* Objective: Extract every line of the items that contains the word "sign", matching case exactly.

(Items from a dataset)
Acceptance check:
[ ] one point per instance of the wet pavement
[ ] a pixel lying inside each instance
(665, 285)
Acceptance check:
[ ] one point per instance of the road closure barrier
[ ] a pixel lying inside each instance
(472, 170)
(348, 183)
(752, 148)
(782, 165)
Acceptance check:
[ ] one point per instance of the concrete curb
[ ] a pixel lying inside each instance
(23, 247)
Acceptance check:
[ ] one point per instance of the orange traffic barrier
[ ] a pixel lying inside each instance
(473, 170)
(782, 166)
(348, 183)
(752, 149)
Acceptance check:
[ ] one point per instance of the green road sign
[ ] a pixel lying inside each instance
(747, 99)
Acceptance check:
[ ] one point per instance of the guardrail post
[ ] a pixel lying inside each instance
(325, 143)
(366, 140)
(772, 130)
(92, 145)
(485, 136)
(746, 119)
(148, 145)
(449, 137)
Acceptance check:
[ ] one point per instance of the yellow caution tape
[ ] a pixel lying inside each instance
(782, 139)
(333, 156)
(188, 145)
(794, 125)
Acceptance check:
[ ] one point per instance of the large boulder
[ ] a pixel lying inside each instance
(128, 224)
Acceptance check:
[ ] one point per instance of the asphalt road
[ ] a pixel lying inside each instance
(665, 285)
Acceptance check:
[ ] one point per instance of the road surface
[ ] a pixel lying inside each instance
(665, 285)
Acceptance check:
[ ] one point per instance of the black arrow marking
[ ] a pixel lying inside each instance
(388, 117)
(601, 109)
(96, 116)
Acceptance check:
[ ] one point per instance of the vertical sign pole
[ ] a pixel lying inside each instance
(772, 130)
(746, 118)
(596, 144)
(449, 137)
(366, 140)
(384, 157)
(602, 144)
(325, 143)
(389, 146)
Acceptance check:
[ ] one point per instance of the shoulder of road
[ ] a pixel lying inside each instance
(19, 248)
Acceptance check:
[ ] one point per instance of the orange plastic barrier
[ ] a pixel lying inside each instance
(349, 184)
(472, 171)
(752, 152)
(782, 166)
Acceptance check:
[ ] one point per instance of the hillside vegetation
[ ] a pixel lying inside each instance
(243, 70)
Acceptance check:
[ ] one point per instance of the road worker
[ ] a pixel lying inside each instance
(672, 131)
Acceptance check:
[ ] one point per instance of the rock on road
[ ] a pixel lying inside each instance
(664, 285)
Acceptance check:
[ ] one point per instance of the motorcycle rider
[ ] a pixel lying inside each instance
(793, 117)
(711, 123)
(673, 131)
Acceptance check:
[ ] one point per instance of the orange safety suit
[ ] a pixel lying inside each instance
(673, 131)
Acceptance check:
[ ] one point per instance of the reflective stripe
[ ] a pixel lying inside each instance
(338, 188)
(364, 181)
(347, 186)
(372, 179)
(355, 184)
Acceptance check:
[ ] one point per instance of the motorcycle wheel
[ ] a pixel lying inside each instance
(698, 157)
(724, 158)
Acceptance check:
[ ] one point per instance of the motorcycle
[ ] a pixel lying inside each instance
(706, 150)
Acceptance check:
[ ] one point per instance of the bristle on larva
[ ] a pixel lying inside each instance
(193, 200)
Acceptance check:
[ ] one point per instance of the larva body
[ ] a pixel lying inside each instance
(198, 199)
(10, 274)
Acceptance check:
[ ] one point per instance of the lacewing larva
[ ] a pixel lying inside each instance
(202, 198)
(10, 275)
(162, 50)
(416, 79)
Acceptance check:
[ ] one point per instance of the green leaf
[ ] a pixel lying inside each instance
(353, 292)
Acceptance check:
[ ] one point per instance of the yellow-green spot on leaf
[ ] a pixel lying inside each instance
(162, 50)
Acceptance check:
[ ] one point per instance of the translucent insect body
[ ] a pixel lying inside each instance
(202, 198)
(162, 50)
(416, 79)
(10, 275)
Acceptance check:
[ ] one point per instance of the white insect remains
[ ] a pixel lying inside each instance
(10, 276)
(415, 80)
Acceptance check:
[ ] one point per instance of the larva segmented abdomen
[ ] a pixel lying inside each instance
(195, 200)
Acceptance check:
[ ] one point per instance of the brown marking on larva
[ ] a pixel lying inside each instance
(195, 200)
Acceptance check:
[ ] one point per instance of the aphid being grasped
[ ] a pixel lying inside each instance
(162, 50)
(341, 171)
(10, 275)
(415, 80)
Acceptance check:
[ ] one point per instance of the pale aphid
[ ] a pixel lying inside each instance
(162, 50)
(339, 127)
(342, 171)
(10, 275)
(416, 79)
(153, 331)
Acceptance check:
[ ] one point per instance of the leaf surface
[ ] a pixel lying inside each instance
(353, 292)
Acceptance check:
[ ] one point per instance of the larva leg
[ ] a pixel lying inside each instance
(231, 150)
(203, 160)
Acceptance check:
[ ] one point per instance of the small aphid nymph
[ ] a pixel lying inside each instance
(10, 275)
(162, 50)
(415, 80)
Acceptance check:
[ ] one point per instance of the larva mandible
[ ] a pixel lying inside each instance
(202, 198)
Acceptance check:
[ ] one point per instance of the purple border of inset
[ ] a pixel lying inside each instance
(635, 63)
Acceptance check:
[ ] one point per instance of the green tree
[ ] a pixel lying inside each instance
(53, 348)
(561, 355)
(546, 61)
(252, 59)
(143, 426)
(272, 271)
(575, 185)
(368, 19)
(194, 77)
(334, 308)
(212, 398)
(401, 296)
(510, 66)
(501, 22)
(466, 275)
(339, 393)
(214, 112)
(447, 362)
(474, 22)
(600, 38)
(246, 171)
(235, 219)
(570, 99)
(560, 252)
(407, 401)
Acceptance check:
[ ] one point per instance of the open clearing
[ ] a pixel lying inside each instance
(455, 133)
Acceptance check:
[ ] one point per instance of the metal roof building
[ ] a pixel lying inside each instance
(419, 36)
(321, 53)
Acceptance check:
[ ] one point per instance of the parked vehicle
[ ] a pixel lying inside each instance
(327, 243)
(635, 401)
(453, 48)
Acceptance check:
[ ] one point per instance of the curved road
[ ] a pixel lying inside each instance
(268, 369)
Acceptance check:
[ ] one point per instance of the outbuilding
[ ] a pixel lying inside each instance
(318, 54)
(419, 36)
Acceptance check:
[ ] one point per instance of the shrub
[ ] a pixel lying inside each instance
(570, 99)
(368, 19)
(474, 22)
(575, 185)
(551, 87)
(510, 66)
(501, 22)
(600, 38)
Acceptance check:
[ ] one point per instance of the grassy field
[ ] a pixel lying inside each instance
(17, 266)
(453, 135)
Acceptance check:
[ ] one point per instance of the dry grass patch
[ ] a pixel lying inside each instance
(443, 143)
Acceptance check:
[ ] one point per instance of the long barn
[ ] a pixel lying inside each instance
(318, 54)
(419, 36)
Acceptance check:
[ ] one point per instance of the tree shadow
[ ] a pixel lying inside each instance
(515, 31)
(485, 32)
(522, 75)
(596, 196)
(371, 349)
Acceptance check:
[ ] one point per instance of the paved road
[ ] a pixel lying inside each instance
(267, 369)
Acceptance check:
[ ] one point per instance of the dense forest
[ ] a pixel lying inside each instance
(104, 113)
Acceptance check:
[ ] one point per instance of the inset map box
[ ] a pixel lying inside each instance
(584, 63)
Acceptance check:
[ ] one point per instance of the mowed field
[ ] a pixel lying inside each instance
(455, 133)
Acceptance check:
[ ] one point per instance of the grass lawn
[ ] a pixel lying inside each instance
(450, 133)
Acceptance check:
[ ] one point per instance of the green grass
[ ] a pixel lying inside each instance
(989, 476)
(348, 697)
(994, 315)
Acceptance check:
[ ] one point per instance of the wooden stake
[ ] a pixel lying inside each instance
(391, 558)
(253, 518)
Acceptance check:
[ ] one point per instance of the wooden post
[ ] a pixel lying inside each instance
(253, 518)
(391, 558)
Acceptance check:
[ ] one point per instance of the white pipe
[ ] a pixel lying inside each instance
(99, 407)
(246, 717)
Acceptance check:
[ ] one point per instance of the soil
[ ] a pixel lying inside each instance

* Reply to the task:
[ ] one point per instance of the green road sign
[ ] one point per instance of the vertical sign pole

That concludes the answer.